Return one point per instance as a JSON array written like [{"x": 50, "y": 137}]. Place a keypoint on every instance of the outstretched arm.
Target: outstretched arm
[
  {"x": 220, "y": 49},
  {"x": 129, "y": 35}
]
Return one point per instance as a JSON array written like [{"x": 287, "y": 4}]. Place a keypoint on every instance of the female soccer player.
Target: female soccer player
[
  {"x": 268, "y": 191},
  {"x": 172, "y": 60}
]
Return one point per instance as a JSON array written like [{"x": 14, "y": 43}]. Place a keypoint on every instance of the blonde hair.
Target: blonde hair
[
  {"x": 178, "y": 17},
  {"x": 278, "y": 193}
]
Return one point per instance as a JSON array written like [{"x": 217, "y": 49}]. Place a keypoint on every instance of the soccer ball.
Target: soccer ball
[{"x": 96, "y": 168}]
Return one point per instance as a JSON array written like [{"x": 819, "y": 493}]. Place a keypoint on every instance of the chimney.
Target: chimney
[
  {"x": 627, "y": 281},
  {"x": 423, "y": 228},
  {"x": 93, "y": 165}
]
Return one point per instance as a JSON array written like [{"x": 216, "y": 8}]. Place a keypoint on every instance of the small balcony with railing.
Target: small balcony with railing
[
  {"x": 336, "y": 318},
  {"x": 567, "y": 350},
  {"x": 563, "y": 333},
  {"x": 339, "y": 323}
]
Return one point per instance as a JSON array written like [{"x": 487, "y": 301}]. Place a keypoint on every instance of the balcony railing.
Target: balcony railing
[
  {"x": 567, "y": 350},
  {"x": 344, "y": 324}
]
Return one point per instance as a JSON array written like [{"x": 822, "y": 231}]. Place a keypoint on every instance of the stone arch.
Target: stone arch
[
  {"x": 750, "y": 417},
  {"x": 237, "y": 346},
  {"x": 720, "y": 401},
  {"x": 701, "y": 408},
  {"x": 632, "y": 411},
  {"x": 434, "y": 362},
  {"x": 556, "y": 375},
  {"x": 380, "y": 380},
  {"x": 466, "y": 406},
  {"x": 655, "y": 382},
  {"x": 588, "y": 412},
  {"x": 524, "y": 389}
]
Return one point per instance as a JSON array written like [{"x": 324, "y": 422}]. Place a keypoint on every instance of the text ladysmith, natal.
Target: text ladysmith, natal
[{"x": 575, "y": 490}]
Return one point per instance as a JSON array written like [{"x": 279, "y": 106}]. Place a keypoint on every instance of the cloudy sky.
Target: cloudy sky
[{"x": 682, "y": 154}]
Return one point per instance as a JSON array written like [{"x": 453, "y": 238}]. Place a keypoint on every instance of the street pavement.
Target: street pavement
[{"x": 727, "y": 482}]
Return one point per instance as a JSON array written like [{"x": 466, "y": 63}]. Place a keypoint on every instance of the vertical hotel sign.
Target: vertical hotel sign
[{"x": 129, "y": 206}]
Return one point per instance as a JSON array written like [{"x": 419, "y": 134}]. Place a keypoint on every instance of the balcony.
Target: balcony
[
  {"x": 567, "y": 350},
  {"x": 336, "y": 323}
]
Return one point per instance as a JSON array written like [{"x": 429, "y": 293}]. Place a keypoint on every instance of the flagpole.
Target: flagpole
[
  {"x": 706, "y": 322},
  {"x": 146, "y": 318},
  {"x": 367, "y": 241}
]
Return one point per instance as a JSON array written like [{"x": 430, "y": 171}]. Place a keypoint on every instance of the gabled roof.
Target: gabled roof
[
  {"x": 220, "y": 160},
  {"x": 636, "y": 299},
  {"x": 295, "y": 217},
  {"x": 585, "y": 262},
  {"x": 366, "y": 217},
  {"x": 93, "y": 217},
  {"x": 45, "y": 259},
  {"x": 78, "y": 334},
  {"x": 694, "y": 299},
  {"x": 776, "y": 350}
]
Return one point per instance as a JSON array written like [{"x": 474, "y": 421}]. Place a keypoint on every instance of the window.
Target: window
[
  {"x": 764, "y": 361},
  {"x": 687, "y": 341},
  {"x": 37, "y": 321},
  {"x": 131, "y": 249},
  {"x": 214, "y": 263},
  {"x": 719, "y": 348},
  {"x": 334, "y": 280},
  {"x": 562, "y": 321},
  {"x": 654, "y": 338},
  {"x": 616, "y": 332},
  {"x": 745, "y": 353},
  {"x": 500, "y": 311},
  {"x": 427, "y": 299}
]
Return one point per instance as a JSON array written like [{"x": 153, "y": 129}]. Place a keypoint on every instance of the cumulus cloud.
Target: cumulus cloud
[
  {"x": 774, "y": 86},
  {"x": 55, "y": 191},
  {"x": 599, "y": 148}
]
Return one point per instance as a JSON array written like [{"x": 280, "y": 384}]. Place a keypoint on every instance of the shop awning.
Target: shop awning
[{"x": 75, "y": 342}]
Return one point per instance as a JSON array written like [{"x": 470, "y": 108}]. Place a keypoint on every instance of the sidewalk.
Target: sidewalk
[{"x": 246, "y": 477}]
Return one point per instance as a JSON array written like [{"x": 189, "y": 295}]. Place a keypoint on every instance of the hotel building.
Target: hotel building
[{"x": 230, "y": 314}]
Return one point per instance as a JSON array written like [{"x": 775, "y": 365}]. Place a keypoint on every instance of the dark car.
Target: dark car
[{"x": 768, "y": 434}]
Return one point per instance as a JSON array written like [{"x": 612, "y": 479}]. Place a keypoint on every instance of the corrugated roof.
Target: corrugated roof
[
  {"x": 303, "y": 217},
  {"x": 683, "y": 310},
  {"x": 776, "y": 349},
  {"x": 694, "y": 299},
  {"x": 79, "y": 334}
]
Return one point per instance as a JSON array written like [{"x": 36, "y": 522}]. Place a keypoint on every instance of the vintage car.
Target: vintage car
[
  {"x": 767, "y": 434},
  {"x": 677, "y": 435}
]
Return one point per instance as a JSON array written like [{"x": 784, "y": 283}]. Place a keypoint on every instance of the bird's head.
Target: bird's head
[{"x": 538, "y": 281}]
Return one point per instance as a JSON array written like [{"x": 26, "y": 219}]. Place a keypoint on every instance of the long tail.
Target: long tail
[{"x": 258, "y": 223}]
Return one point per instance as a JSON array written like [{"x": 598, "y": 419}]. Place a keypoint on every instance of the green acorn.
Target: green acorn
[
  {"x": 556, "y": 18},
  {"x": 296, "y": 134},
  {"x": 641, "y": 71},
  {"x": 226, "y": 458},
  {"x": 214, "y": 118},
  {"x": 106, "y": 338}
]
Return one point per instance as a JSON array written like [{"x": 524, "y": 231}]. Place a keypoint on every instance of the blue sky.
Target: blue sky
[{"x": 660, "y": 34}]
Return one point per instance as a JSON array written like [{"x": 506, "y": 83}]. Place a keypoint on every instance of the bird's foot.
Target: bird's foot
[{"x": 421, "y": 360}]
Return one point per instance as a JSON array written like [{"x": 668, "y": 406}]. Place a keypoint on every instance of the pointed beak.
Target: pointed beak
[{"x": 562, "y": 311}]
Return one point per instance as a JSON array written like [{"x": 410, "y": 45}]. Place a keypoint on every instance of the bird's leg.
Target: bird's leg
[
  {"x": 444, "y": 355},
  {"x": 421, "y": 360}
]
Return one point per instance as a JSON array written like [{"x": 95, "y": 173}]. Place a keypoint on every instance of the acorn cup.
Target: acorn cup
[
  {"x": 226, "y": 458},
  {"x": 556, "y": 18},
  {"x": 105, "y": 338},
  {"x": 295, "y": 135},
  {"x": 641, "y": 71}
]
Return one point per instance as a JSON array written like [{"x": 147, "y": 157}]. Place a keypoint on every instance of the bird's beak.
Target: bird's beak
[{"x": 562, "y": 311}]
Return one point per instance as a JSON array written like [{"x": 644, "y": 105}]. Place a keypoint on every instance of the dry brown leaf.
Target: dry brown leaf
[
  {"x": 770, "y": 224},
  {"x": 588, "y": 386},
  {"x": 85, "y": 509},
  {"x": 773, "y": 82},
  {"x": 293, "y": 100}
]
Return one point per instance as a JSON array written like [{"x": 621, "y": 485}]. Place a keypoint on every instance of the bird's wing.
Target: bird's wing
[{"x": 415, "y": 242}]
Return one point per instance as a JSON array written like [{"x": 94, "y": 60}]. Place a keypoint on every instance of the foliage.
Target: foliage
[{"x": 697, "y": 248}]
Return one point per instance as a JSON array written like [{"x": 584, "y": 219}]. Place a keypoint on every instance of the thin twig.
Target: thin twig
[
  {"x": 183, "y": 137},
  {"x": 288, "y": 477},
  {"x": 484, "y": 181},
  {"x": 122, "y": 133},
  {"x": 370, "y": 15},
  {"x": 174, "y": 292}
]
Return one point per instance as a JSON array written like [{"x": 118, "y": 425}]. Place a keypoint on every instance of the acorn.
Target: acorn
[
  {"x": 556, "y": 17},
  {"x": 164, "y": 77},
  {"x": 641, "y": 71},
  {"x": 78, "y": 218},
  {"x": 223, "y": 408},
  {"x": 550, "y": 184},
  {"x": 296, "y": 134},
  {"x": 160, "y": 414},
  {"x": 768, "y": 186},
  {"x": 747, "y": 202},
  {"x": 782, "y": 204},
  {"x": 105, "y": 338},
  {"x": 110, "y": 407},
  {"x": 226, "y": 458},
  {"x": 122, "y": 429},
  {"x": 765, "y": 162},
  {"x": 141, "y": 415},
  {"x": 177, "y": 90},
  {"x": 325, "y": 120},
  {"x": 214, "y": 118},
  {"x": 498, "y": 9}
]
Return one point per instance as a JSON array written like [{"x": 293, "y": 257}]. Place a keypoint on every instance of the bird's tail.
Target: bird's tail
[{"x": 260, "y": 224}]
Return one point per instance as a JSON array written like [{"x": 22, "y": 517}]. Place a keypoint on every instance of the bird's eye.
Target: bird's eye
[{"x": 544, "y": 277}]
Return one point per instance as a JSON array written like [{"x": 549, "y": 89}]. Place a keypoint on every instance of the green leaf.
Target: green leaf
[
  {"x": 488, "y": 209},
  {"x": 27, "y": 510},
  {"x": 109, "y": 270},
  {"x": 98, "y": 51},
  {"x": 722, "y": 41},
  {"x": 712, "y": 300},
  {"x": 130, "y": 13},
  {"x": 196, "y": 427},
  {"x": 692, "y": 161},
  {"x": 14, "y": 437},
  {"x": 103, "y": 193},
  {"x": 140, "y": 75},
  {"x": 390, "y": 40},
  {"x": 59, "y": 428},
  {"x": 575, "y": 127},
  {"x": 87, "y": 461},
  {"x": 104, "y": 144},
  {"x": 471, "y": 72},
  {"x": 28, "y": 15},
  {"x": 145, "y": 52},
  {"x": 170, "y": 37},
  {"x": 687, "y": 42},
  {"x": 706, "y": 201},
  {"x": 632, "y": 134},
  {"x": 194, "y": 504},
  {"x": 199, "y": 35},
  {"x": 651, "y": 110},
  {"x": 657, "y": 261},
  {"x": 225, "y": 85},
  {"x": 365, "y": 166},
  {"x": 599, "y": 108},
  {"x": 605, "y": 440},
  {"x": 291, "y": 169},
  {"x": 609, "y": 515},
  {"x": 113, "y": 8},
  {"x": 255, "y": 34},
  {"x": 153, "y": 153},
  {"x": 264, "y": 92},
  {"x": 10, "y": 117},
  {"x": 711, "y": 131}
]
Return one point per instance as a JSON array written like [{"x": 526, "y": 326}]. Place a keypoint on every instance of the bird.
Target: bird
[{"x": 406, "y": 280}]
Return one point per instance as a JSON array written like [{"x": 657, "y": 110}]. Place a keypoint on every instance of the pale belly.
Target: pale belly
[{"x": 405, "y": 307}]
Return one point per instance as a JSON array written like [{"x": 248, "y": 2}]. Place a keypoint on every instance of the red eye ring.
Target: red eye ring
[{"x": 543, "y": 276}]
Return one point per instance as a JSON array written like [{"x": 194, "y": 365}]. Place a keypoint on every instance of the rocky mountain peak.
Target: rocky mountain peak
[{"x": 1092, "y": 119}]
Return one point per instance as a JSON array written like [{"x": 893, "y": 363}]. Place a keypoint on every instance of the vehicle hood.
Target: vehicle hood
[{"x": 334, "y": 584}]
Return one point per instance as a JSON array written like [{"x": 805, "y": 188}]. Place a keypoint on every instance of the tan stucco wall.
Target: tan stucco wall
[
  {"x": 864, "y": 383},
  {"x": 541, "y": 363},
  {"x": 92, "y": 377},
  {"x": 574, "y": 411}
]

○ ○ ○ ○ ○

◆ WHAT IS NEEDED: From the listing above, output exactly the run of lines that starts with the line containing "Target: chimney" and ends with the line containing "of the balcony.".

◆ REPLY:
Target: chimney
[
  {"x": 627, "y": 281},
  {"x": 423, "y": 228},
  {"x": 93, "y": 165}
]
Return one point per instance as a JSON array written like [{"x": 216, "y": 8}]. Place a keypoint on every instance of the small balcony with railing.
Target: small balcony with railing
[
  {"x": 336, "y": 318},
  {"x": 567, "y": 350},
  {"x": 563, "y": 333},
  {"x": 339, "y": 323}
]
Return one point per instance as a JSON array written like [{"x": 487, "y": 301}]. Place a keypoint on every instance of the balcony railing.
Target: balcony railing
[
  {"x": 567, "y": 350},
  {"x": 344, "y": 324}
]
Return one point per instance as a JSON array written like [{"x": 822, "y": 231}]. Place a keypoint on every instance of the stone arch.
Target: stone arch
[
  {"x": 750, "y": 417},
  {"x": 237, "y": 346},
  {"x": 720, "y": 401},
  {"x": 701, "y": 408},
  {"x": 632, "y": 411},
  {"x": 434, "y": 362},
  {"x": 556, "y": 375},
  {"x": 380, "y": 380},
  {"x": 466, "y": 406},
  {"x": 655, "y": 382},
  {"x": 588, "y": 412},
  {"x": 524, "y": 389}
]
Return one point per instance as a JSON array written like [{"x": 324, "y": 422}]. Place a keypoint on every instance of the text ladysmith, natal.
Target: text ladysmith, natal
[{"x": 575, "y": 490}]
Return one point per instance as a JSON array written like [{"x": 279, "y": 106}]. Place a keypoint on every instance of the cloudy sky.
Target: cloudy sky
[{"x": 682, "y": 154}]
Return one point per instance as a JSON array written like [{"x": 453, "y": 238}]. Place a keypoint on every instance of the street pavement.
Target: street pavement
[{"x": 727, "y": 482}]
Return one point per instance as a JSON array written like [{"x": 466, "y": 63}]. Place a keypoint on every instance of the vertical hotel sign.
Target: vertical hotel sign
[{"x": 129, "y": 206}]
Return one point per instance as a JSON array written like [{"x": 419, "y": 134}]. Place a keypoint on every instance of the balcony.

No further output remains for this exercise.